According to the Testinfra validation design doc, what will the post-install validation layer be ported to?

■ TEXT EXCERPT ■
⟨

1 files changed, 238 insertions, 0 deletions
diff --git a/docs/design/2026-06-25-testinfra-validation.org b/docs/design/2026-06-25-testinfra-validation.org
new file mode 100644
index 0000000..5c82aa2
--- /dev/null
+++ b/docs/design/2026-06-25-testinfra-validation.org
@@ -0,0 +1,238 @@
+#+TITLE: Design: Testinfra Post-Install Validation for archsetup
+#+AUTHOR: Craig Jennings
+#+DATE: 2026-06-25
+#+STATUS: Accepted (2026-06-25)
+
+* Problem
+
+The VM integration harness (=scripts/testing/run-test.sh=) runs archsetup in a
+QEMU VM, then verifies the result two ways:
+
+1. Parses archsetup's own install log for its Error Summary and the
+   =ARCHSETUP_EXECUTION_COMPLETE= marker (did the script finish, did it log
+   errors).
+2. Runs =run_all_validations= from =scripts/testing/lib/validation.sh= — a
+   hand-rolled, shell-based post-install assertion sweep of ~26 checks over SSH.
+
+The shell sweep works, but each check is 6-40 lines of =ssh_cmd= +
+=validation_pass/fail= + =attribute_issue= boilerplate, the pass/fail counters
+are hand-maintained globals, and the reporting is bespoke. Adding or reading a
+check is heavier than it should be, and growing the suite (archsetup configures
+far more than the 26 checks cover) compounds that weight.
+
+This doc proposes porting the post-install validation to Testinfra (Python +
+pytest) for more expressive checks and better reporting, then growing coverage.
+
+* Decision
+
+Port the post-install validation layer to Testinfra + pytest, reaching parity
+with the existing =validation.sh= sweep, then expand coverage. Recorded
+rationale: the up-front port cost (parity rewrite + a test-only dependency) is
+an accepted trade — the priority is a robust, well-reported, growing validation
+suite over feature speed. The framework swap alone buys ergonomics and
+reporting, not coverage, so it is paired with real new coverage (below).
+
+This replaces the shell sweep; it does not touch archsetup's own install-log
+parsing (that stays as a separate signal). The full coverage expansion (P4)
+lands in this task too, sequenced strictly after the parity cutover so the
+parity verification stays clean.
+
+* Current harness (what exists today)
+
+** Flow (run-test.sh)
+1. Revert VM to base snapshot, boot, wait for SSH.
+2. =capture_pre_install_state=.
+3. Bundle + copy archsetup + dotfiles into the VM, run archsetup in background,
+   poll to completion.
+4. =capture_post_install_state=.
+5. =run_all_validations= (the shell sweep).
+6. =analyze_log_diff= + =generate_issue_report= (issue attribution).
+7. Explicit pass/fail exit code; cleanup.
+
+** The shell sweep (validation.sh)
+~26 checks under =run_all_validations=: user created / shell / groups, dotfiles,
+yay, pacman working, window manager, firewall, DNS, avahi, fail2ban,
+NetworkManager, emacs, git config, dev tools, zfs, boot config, autologin,
+gnome-keyring, terminus font, mkinitcpio hooks, initramfs consolefont, nvme
+module, archsetup log, state markers.

⟩

■ DATA SECTION ■
⟨

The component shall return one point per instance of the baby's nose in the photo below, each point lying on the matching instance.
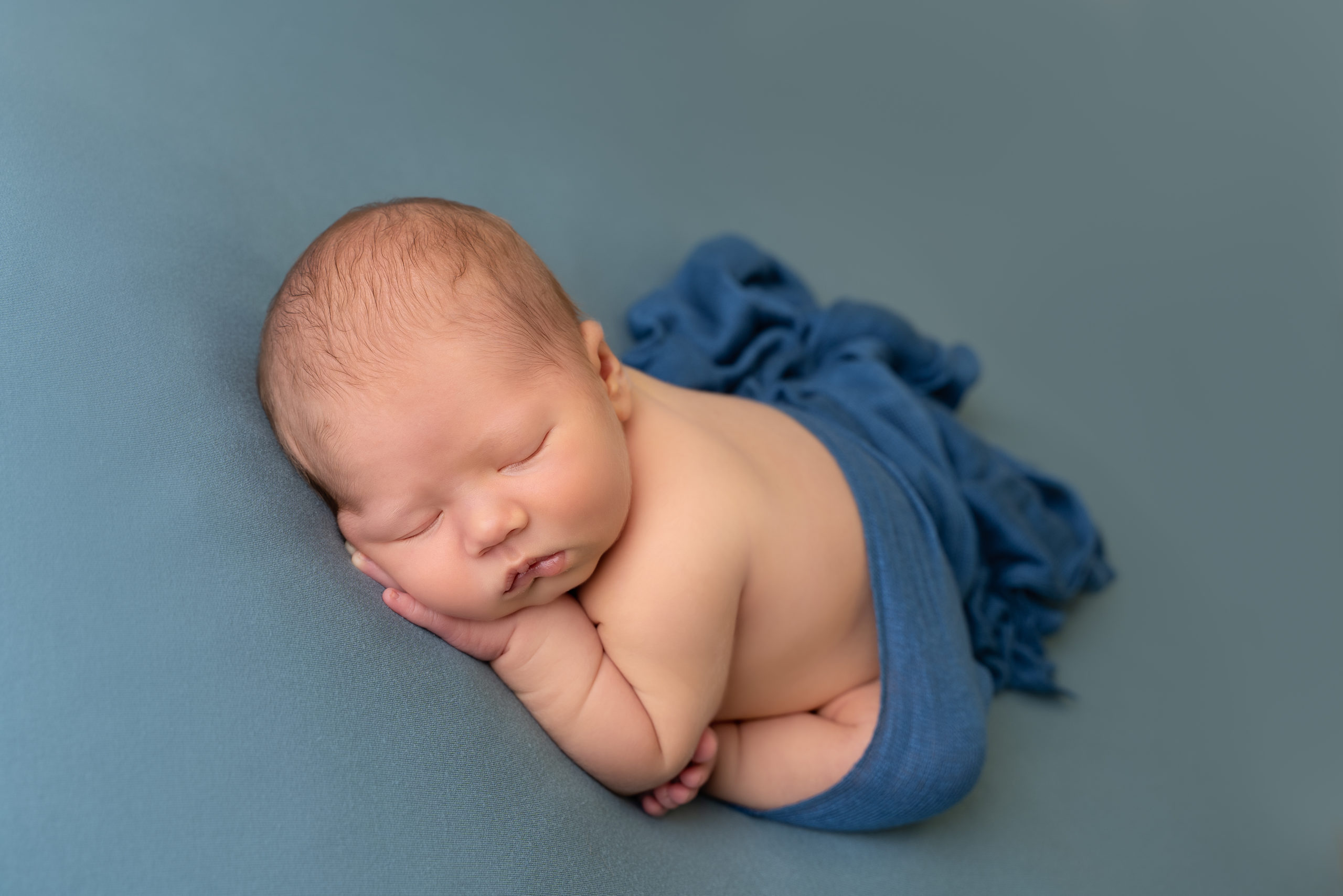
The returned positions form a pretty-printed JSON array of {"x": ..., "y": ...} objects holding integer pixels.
[{"x": 492, "y": 524}]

⟩

■ ANSWER TO THIS EXERCISE ■
Testinfra and pytest.